Tasks and exercises —
**1.** Please retype the part of the compiler optimization excerpt between "In other words, not" and "of negative instructions!", inclusive.
**2.** Answer these questions from the compiler optimization excerpt:
(a) What was compare1 optimized down to?
(b) What did the compiler do first after inlining the compare1 function?
(c) Why could the variable result be deleted?
**3.** List every label name that is the target of a goto in the code of the compiler optimization excerpt.

In other words, not only was compare1 optimized down to one cmp instruction, but it also managed to delete instructions from the binarySearch function too. It had a net cost of negative instructions!

What happened here? How did the compiler manage to optimize out all our code and leave us with the shortest possible assembly language equivalent?

Simple: First, the compiler did some constant propagation. After inlining the compare1 function, the compiler saw this:

    int result;
    if (*it < key) result = -1;
    else if (*it > key) result = 1;
    else result = 0;
    if (result < 0) {
      ... less than ...
    } else if (result == 0) {
      ... equal to ...
    } else {
      ... greater than ...
    }

The compiler realized that it already knew whether constants were greater than, less than, or equal to zero, so it could remove the test against result and jump straight to the answer:

    int result;
    if (*it < key) { result = -1; goto less_than; }
    else if (*it > key) { result = 1; goto greater_than; }
    else { result = 0; goto equal_to; }
    if (result < 0) {
less_than:
      ... less than ...
    } else if (result == 0) {
equal_to:
      ... equal to ...
    } else {
greater_than:
      ... greater than ...
    }

And then it saw that all of the tests against result were unreachable code, so it deleted them.

    int result;
    if (*it < key) { result = -1; goto less_than; }
    else if (*it > key) { result = 1; goto greater_than; }
    else { result = 0; goto equal_to; }

less_than:
      ... less than ...
      goto done;

equal_to:
      ... equal to ...
      goto done;

greater_than:
      ... greater than ...
done:

That then left result as a write-only variable, so it too could be deleted:

    if (*it < key) { goto less_than; }
    else if (*it > key) { goto greater_than; }
    else { goto equal_to; }

less_than:
      ... less than ...
      goto done;

equal_to:
      ... equal to ...
      goto done;

greater_than:
      ... greater than ...
done:

Which is equivalent to the code we wanted all along:

    if (*it < key) {
      ... less than ...
    } else if (*it > key) {
      ... greater than ...
    } else {
      ... equal to ...

Dataset records —
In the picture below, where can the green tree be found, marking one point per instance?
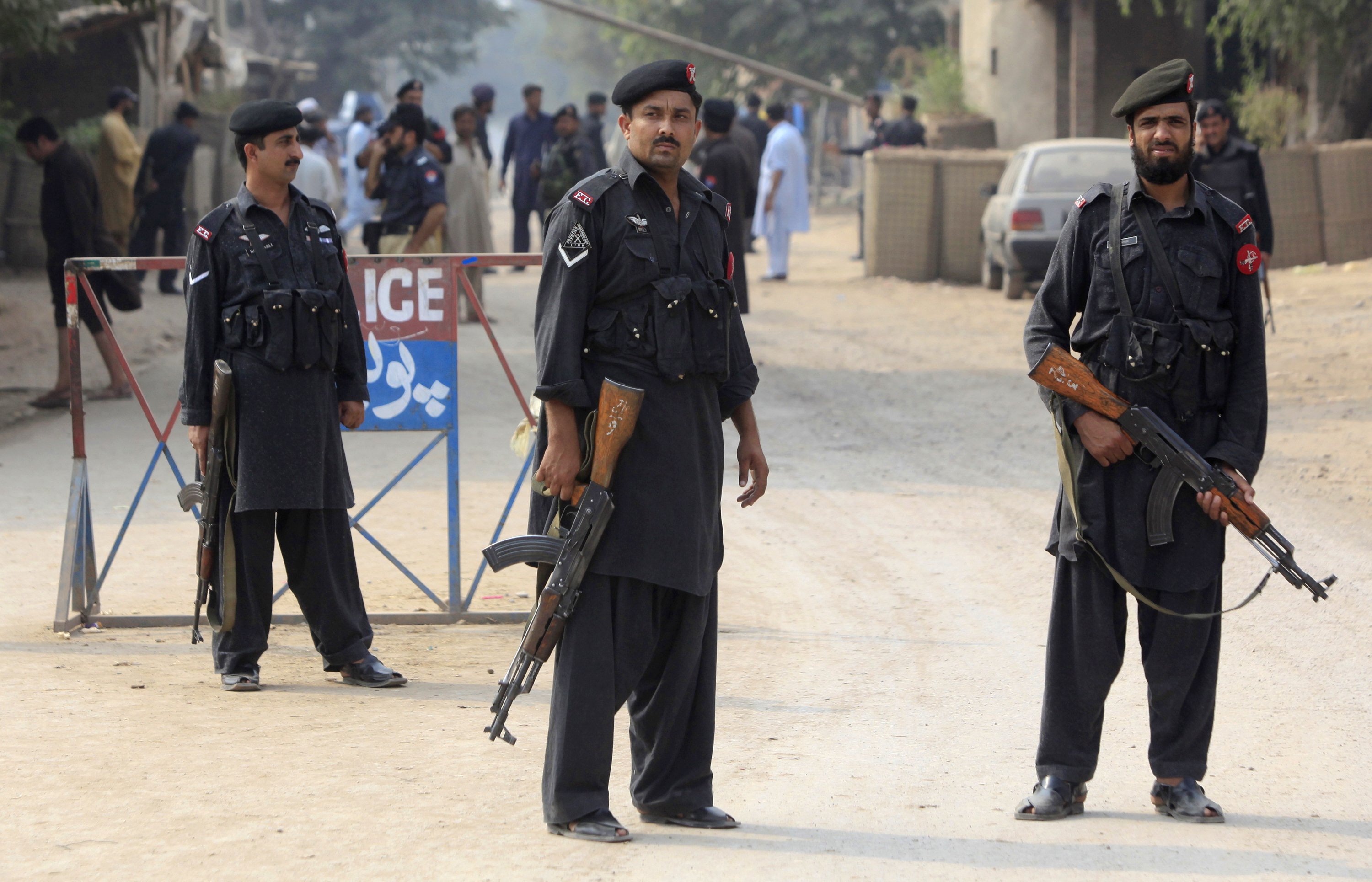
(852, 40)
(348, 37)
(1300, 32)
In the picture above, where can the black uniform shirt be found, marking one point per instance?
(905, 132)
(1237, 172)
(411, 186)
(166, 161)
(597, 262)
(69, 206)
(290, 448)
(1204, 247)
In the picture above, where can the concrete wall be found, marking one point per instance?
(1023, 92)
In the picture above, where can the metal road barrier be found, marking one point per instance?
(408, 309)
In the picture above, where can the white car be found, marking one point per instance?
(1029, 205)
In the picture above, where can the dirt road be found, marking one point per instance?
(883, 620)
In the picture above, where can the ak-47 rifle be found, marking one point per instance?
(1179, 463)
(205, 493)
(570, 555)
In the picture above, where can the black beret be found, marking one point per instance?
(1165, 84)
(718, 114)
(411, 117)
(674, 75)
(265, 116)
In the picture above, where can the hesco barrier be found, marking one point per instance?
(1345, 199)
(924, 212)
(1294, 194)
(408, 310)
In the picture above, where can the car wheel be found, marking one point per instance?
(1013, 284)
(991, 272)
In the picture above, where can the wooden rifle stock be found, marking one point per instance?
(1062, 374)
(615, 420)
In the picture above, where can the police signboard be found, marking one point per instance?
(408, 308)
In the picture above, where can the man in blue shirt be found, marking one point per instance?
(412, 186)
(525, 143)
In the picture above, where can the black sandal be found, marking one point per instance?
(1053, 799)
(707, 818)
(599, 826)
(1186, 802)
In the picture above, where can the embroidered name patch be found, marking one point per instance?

Correct answers —
**1.**
In other words, not only was compare1 optimized down to one cmp instruction, but it also managed to delete instructions from the binarySearch function too. It had a net cost of negative instructions!

**2.**
(a) One cmp instruction.
(b) Constant propagation.
(c) It was left as a write-only variable.

**3.** less_than, equal_to, greater_than, done